**Task prompt**. If a record holds a picture, leave the picture out and repeat everything else exactly.

**Listed records**.
* * * *

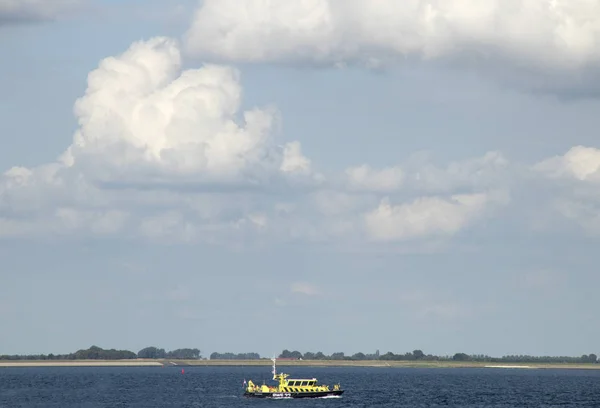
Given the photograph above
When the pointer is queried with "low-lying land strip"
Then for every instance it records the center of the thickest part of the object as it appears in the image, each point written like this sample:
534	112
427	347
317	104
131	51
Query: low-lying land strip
306	363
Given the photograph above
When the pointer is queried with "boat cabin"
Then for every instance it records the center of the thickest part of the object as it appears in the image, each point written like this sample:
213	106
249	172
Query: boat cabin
301	382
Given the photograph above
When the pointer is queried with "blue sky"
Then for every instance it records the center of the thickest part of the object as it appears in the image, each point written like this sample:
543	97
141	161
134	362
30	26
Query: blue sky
254	176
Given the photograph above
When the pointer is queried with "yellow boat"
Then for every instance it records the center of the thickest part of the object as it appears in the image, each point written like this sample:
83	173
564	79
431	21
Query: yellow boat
291	388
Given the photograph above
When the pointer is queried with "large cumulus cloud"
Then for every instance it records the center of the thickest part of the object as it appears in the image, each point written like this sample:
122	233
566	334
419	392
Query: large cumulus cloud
554	37
166	153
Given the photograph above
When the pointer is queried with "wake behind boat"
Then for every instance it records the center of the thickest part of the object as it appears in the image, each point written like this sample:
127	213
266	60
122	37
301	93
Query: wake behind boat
291	388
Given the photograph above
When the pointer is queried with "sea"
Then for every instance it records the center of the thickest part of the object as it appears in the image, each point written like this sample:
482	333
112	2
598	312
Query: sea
182	387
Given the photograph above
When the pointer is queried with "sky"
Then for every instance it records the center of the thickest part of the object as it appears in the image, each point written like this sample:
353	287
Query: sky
319	175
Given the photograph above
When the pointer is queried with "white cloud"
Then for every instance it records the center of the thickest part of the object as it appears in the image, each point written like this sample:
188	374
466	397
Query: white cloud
143	119
28	10
540	34
166	154
580	162
425	216
152	136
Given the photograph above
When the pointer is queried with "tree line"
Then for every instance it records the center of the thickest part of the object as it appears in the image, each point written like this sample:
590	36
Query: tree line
98	353
420	355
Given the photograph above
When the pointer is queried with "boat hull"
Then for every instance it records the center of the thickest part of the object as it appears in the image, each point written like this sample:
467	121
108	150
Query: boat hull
315	394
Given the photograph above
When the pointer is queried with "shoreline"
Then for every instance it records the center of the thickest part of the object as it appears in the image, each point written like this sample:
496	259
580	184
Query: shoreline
297	363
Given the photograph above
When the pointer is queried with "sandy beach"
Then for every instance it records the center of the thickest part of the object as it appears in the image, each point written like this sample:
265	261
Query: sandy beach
79	363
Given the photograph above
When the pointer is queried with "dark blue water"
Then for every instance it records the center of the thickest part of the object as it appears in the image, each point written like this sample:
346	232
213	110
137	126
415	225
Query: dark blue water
150	387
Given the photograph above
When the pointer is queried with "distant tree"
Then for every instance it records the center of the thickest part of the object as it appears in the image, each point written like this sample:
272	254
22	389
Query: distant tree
152	352
320	356
460	357
290	354
337	356
184	354
359	356
231	356
592	358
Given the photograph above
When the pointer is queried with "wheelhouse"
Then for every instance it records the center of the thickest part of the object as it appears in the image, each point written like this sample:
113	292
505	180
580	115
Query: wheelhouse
302	382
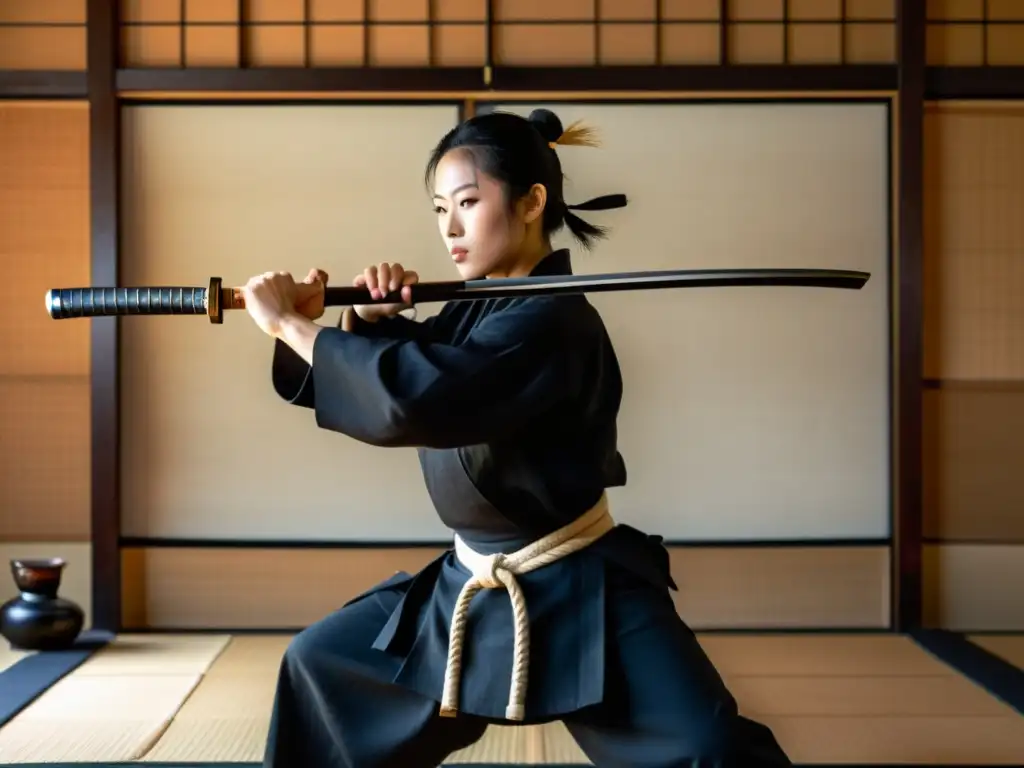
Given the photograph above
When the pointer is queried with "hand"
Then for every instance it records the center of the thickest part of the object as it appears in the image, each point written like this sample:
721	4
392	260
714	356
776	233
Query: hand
309	295
381	281
270	299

* * * *

**Solution to this problem**.
Given the photograph above
When the pointer is queried with "low-lying land strip"
Then for every instance it records the center of the thickest part of the object as it appears in the image, each point written like this sample:
534	112
427	347
317	104
131	51
Query: low-lying land strip
306	363
Given the photograph above
When the pointer is queried with "boat cabin"
Then for every instance it records the center of the thickest part of the object as it appears in the image, each point written like this sample:
213	106
249	172
Query: boat cabin
301	382
Given the photograph above
When the pointer is queried with "blue sky"
Then for every instance it records the center of the thickest part of the object as it appears in the image, each point written like this sample:
543	97
141	161
134	362
30	26
Query: blue sky
254	176
Given the photograph above
When the pointer is queried with "yellow boat"
Then for every instance it records the center of the thickest part of the object as it appears in the image, each point written like this sample:
83	173
564	79
431	21
Query: yellow boat
291	388
Given the photograph above
When the pointer is queried with "large cumulus cloud"
Then for every instance it records the center of the thickest part of the object as it appears in the image, each point written like this sample:
122	233
566	334
419	392
Query: large cumulus cloud
554	37
166	153
Given the photograph above
When the pointer is queried with "wake behind boat"
Then for every instance it records the center of the thickest part of the object as it appears in the image, each point written like this sample:
127	213
266	60
122	37
301	93
Query: wake behind boat
291	388
Given the photograph above
When the pointer is queried with "sea"
Then for every instance it records the center of the thickest part of the object as it appears in the image, each point written like this sample:
482	333
112	2
598	312
Query: sea
182	387
Given the photograph above
When the pointer is queried with "sky"
Then for every instance it records the center of the thickest part of the object as it appears in the image, each point written like this sample:
353	287
Query: sky
319	175
Given the photograph above
When the pointer is queried with "white cloud"
Then for every instance it records the center of the thickest part of the object as it appears in the image, each point written like this sample:
188	374
466	397
Query: white cloud
143	119
28	10
540	34
166	154
580	162
425	216
152	136
Given the photograph above
When the pointer is queried with "tree line"
Then for every instance it records the center of the thickest part of the object as it appears in the image, each point written like this sample:
590	36
Query: tree line
98	353
420	355
Given the photograph above
When the pointer is queried with "boat hull"
Then for every instance it records the center of the thickest part of the object as it appears in the image, each point written like this sample:
467	121
108	150
Query: boat hull
315	394
Given the photograph above
When the pointer is queried with "shoreline"
Then for every instance it records the center of the thickest part of the object as it appears in the image, each point written like this sample:
496	259
580	184
Query: shoreline
297	363
Given the photograph above
When the pointer is queried with "sandy beach"
Then for every instance it records the center of the thickest part of the object as it appears in the image, each point written like this sample:
265	261
Query: sandy beach
79	363
Given the photograph above
When the pointer is queried with "dark blue water"
Then for every instance it records the center of the thickest part of the object as it appears in the image, each point written like this sample:
346	232
213	110
137	126
415	225
Query: dark blue water
150	387
Given the photograph above
When the pointer is queried with "distant tree"
Then for every instance it records the center of the thickest part of the object as it appears in the image, each point written like this sample:
272	254
22	389
Query: distant tree
152	352
320	356
460	357
290	354
337	356
184	354
359	356
231	356
592	358
Given the photograph above
When the pointer is queried with "wheelhouse"
Then for every instance it records the center of the thickest part of the object as it appears in the image, each point written like this sample:
113	292
505	180
580	115
Query: wheelhouse
302	382
Given the photograph above
When the pointer is queried with "hand"
Then for every instance it records the center of the thickest part of the object as it appears in the image, each point written like this sample:
721	4
392	260
714	356
776	233
Query: hand
309	295
381	281
270	299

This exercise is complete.